Exercise details: Each line in the entries below that holds the string "wooden" is to be listed.

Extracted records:

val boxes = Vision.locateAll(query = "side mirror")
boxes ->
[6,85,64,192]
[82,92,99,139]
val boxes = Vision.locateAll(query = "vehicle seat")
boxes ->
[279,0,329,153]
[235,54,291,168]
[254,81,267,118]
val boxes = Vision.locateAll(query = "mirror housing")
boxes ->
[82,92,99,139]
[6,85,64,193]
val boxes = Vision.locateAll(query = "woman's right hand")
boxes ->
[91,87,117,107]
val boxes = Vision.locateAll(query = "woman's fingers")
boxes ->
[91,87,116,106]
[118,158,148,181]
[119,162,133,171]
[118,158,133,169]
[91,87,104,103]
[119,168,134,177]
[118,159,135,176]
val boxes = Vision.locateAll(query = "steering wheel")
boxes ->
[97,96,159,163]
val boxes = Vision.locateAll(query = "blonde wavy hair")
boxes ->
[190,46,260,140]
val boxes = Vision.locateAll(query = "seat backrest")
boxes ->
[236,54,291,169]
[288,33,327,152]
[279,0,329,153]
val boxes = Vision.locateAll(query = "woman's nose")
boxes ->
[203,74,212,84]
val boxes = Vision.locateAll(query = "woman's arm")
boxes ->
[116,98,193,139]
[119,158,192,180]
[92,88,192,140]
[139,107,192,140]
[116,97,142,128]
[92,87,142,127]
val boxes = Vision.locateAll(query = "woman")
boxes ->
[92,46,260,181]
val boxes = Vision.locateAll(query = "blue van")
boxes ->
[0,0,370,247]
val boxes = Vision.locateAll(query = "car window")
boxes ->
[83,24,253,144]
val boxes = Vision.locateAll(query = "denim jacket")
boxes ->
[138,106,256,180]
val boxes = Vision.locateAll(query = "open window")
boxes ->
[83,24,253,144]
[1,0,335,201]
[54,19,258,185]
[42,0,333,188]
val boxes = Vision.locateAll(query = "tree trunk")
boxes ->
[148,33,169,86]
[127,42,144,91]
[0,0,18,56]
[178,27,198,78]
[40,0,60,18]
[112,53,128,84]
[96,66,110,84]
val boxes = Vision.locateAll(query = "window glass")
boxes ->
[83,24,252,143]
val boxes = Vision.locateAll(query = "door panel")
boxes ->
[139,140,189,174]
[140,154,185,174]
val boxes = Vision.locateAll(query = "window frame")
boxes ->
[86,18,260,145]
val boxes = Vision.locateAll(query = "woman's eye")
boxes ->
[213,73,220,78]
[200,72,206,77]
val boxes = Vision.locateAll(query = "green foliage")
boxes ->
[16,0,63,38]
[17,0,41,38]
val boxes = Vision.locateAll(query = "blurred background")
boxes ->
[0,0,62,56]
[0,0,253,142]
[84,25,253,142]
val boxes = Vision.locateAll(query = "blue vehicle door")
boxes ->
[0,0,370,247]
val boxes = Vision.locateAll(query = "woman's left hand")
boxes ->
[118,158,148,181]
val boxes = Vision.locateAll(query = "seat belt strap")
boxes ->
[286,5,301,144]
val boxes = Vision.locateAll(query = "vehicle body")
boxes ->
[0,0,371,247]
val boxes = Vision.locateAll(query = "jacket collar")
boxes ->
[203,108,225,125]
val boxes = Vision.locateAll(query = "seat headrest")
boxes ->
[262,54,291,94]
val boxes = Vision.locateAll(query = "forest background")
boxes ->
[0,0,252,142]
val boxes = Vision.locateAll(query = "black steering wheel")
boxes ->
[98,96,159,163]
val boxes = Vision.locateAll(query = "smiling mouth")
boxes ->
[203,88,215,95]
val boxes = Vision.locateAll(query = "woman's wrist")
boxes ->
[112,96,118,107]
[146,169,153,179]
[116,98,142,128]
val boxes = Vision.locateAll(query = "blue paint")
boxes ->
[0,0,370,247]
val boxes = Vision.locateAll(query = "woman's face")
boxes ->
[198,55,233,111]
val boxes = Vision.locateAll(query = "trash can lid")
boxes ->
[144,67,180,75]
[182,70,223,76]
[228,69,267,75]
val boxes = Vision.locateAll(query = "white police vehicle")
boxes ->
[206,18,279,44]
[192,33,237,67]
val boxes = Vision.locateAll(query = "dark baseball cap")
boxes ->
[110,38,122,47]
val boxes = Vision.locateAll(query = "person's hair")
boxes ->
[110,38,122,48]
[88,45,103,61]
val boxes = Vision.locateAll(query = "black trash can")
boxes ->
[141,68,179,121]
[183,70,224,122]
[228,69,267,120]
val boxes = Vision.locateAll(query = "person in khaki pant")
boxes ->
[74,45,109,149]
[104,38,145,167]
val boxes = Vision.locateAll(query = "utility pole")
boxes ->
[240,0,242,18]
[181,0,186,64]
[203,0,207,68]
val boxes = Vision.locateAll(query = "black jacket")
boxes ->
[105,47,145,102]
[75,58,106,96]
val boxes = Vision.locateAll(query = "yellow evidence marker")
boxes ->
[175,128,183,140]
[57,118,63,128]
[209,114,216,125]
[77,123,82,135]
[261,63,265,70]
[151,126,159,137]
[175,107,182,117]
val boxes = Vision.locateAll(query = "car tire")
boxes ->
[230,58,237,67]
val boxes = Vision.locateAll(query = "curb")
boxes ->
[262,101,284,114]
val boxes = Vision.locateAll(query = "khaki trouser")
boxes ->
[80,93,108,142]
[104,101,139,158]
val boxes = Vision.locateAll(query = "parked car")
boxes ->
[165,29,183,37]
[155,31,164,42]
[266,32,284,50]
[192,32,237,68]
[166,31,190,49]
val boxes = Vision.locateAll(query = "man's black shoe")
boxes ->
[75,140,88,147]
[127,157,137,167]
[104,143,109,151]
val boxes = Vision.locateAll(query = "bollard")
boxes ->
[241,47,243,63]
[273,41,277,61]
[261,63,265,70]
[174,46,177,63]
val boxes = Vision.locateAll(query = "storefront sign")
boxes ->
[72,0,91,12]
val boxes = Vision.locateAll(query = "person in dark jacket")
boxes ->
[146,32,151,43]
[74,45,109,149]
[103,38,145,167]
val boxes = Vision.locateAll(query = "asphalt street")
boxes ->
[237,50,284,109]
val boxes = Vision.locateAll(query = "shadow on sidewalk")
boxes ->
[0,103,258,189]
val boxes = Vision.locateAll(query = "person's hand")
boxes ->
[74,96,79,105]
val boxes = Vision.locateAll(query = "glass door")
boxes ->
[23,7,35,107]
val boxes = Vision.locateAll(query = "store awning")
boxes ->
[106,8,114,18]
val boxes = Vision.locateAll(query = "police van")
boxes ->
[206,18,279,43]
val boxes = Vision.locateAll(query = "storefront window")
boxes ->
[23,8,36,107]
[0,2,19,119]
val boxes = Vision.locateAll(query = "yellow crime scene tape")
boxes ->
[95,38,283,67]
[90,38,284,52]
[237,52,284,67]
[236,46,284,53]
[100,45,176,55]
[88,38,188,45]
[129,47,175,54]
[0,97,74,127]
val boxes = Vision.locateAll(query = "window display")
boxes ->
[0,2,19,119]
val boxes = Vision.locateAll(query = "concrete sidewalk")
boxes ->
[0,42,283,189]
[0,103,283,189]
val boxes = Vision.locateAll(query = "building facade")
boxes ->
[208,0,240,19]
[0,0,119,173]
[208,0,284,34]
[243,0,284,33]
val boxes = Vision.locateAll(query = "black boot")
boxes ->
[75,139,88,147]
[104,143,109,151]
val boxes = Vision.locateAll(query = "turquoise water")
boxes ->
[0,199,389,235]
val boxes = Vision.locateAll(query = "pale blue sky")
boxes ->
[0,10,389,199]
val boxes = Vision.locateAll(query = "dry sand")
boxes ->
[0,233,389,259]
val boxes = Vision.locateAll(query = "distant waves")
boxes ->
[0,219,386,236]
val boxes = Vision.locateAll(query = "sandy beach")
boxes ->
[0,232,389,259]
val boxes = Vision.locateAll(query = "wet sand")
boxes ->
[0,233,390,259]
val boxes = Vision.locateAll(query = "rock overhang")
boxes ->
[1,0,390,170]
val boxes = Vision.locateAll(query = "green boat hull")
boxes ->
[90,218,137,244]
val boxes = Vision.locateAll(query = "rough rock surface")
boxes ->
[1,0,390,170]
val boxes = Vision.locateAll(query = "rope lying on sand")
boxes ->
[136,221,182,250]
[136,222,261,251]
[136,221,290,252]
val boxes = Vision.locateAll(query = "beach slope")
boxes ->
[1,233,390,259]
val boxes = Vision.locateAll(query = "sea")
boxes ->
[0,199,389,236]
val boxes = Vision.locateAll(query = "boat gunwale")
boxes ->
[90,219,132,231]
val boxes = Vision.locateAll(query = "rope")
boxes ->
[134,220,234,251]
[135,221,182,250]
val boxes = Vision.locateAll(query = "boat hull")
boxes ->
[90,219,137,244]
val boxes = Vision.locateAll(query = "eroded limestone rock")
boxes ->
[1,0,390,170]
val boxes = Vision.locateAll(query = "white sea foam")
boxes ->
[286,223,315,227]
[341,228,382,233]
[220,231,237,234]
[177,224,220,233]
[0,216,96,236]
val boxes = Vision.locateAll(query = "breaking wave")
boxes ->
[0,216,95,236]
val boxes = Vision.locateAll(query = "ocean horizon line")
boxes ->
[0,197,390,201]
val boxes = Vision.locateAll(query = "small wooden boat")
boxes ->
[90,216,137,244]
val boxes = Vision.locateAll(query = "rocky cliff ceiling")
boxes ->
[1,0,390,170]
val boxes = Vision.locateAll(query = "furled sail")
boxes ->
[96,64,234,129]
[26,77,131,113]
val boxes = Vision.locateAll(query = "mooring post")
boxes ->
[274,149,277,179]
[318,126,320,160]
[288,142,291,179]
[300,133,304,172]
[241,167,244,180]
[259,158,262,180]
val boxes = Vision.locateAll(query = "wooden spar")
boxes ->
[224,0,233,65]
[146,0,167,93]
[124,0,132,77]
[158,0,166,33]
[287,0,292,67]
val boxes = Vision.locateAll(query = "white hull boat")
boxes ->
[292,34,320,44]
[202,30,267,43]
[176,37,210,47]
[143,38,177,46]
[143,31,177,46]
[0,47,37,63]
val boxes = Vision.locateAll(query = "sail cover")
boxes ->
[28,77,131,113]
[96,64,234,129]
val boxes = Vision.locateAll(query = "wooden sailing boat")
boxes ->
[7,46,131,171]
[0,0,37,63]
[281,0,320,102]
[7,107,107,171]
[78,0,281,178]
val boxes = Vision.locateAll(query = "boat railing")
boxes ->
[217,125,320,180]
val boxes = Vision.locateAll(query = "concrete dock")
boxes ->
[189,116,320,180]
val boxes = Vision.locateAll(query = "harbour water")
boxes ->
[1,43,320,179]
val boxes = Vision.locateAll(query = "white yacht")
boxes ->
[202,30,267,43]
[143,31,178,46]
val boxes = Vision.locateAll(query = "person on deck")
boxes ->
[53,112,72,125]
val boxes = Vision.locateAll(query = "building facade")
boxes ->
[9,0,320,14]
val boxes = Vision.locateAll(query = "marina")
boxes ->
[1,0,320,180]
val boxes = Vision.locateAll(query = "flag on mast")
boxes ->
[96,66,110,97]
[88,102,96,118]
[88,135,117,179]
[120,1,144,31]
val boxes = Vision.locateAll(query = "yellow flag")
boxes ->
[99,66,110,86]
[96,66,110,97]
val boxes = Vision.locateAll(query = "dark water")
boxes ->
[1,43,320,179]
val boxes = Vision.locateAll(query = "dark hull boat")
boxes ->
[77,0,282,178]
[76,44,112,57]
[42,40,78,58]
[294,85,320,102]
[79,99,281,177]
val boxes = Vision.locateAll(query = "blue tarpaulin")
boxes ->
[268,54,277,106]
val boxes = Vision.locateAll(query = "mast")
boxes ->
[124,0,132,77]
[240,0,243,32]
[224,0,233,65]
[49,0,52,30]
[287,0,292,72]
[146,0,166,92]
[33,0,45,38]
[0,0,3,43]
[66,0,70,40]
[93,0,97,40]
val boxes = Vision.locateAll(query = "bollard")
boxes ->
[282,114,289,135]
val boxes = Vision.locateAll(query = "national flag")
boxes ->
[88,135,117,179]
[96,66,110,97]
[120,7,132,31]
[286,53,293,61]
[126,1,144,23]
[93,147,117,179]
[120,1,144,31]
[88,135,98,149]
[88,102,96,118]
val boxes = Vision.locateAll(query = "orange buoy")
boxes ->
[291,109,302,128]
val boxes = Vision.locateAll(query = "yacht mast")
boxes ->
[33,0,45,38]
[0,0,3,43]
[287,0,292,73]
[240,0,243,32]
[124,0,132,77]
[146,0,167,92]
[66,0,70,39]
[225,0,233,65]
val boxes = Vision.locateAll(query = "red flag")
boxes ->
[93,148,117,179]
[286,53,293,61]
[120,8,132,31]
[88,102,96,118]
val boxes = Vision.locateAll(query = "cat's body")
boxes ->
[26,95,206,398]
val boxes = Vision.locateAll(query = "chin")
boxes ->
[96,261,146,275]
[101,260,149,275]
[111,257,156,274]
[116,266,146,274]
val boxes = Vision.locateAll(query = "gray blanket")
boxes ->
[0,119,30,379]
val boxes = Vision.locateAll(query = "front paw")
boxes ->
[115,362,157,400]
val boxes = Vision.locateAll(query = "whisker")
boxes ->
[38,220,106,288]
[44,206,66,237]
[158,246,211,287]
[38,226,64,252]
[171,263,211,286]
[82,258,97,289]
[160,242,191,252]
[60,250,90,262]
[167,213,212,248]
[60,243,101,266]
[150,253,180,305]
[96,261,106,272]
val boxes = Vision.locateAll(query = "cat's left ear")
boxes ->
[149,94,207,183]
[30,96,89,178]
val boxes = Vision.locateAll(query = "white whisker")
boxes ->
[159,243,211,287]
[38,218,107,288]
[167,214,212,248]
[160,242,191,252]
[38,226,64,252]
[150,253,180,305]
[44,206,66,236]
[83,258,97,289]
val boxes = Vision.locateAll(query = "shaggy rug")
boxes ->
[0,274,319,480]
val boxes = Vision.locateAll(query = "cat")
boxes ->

Finished exercise:
val boxes = Vision.locateAll(query = "small wooden boat")
val boxes = Vision.locateAll(query = "wooden spar")
val boxes = Vision.locateAll(query = "wooden sailing boat")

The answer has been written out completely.